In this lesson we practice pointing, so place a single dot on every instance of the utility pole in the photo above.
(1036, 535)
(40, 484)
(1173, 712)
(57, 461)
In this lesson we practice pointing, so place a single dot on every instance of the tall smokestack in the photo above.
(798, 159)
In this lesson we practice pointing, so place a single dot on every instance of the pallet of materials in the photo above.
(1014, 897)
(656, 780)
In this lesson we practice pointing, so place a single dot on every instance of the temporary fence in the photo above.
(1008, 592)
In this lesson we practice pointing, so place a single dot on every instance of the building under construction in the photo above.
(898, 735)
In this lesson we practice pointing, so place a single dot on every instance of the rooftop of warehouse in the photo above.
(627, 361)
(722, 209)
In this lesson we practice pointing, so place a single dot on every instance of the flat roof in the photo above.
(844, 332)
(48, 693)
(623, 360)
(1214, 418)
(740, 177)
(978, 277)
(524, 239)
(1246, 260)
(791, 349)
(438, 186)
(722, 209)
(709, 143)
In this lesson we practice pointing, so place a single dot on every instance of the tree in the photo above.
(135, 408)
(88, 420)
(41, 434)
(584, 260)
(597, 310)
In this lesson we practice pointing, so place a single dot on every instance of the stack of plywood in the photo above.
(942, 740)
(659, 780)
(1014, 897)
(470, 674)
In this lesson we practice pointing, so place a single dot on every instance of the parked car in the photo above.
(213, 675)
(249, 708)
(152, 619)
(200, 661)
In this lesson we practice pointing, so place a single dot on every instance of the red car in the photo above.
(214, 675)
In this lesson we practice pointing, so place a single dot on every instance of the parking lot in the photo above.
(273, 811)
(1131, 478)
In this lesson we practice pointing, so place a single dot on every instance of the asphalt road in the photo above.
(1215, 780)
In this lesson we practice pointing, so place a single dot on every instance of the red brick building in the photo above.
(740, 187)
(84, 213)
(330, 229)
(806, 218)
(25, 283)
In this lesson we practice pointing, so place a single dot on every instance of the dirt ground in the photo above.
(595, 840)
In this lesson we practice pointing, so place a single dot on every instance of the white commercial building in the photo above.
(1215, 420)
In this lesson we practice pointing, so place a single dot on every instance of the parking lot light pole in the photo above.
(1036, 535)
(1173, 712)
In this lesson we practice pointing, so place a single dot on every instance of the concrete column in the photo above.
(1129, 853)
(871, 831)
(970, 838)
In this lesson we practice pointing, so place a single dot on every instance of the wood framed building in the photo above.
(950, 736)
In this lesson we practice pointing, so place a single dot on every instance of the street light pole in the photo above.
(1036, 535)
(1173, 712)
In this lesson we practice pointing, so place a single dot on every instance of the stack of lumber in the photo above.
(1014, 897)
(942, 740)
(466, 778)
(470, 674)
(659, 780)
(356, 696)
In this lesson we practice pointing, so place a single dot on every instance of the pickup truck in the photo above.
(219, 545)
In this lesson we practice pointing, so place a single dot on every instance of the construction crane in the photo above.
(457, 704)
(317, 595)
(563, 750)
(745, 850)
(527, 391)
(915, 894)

□ □ □

### Instruction
Render all of the material above as a numbered list, leaving out any blank lines.

### Result of the task
1. In this lesson we practice pointing, so place a single dot on every instance of the utility pole in the photo above.
2. (1036, 535)
3. (40, 484)
4. (1173, 712)
5. (57, 461)
6. In this lesson we practice pointing, so place a single dot on every instance of the tall smokestack in the photo above.
7. (798, 159)
8. In this lesson we practice pointing, so place a single dot on every instance of the pallet of materials in the photo above.
9. (1014, 897)
10. (656, 780)
11. In this lesson we practice pointing, so place a single dot on every instance of the temporary fence in the photo above.
12. (1008, 592)
13. In this lesson we practice pointing, so place a single dot on every instance of the building under construction in the photo above.
14. (898, 735)
15. In this lesson we practice pointing, so place a single dot on every instance of the rooftop of warehouse in the photo above.
16. (627, 361)
17. (722, 209)
18. In this lesson we practice pointing, so place a single dot on every instance of the flat roof in the photo above.
19. (844, 332)
20. (48, 693)
21. (623, 360)
22. (1214, 418)
23. (740, 177)
24. (978, 277)
25. (524, 239)
26. (1246, 260)
27. (791, 349)
28. (438, 186)
29. (722, 209)
30. (709, 143)
31. In this lesson we practice pointing, so place a single dot on every instance of the tree in the photo above.
32. (135, 408)
33. (88, 420)
34. (41, 434)
35. (584, 260)
36. (597, 310)
37. In this lesson we practice pointing, so place a single dot on every instance of the stack of plywood in the photo above.
38. (942, 740)
39. (659, 780)
40. (1014, 897)
41. (470, 674)
42. In this lesson we practice pointing, so place a single dot on every instance of the parked car in the photo above.
43. (213, 675)
44. (249, 708)
45. (152, 619)
46. (200, 661)
47. In this lesson we practice pointing, so place a single dot on every instance of the red car in the photo above.
48. (214, 675)
49. In this lesson we practice pointing, so place a single dot on every instance of the parking lot in the photo above.
50. (273, 811)
51. (1131, 478)
52. In this lesson we practice pointing, so place a single dot on every instance of the asphalt road in the photo above.
53. (1215, 780)
54. In this lesson we practice pointing, so place a single dot on every instance of the red brick building in the photo above.
55. (740, 187)
56. (84, 213)
57. (330, 229)
58. (806, 218)
59. (25, 283)
60. In this lesson we practice pointing, so place a single dot on every instance of the dirt ground in the photo above.
61. (595, 840)
62. In this lesson we practice pointing, so place a single dot on every instance of the white commercial building in the photo above.
63. (1215, 420)
64. In this lesson we practice pointing, so place a single dot on every instance of the parking lot light pole in the photo above.
65. (1036, 535)
66. (1173, 712)
67. In this lesson we practice pointing, so place a single dot on every instance of the concrete column in the photo above.
68. (1129, 853)
69. (871, 831)
70. (970, 838)
71. In this lesson we practice pointing, so place a single dot on every instance of the wood framed building in the photo above.
72. (950, 736)
73. In this lesson we practice pointing, so place a single dot on every instance of the street light pole in the photo above.
74. (1036, 535)
75. (1173, 712)
76. In this lesson we practice pointing, so place a single dot on every instance of the stack of lumber in the photo above.
77. (1014, 897)
78. (942, 740)
79. (466, 778)
80. (470, 674)
81. (659, 780)
82. (356, 696)
83. In this lesson we practice pointing, so place a single dot on every instance of the pickup truck in the photo above.
84. (219, 545)
85. In this lesson we practice pointing, so place a single dot on every instance of the construction crane in the photo above.
86. (457, 704)
87. (317, 595)
88. (563, 750)
89. (745, 850)
90. (527, 391)
91. (915, 894)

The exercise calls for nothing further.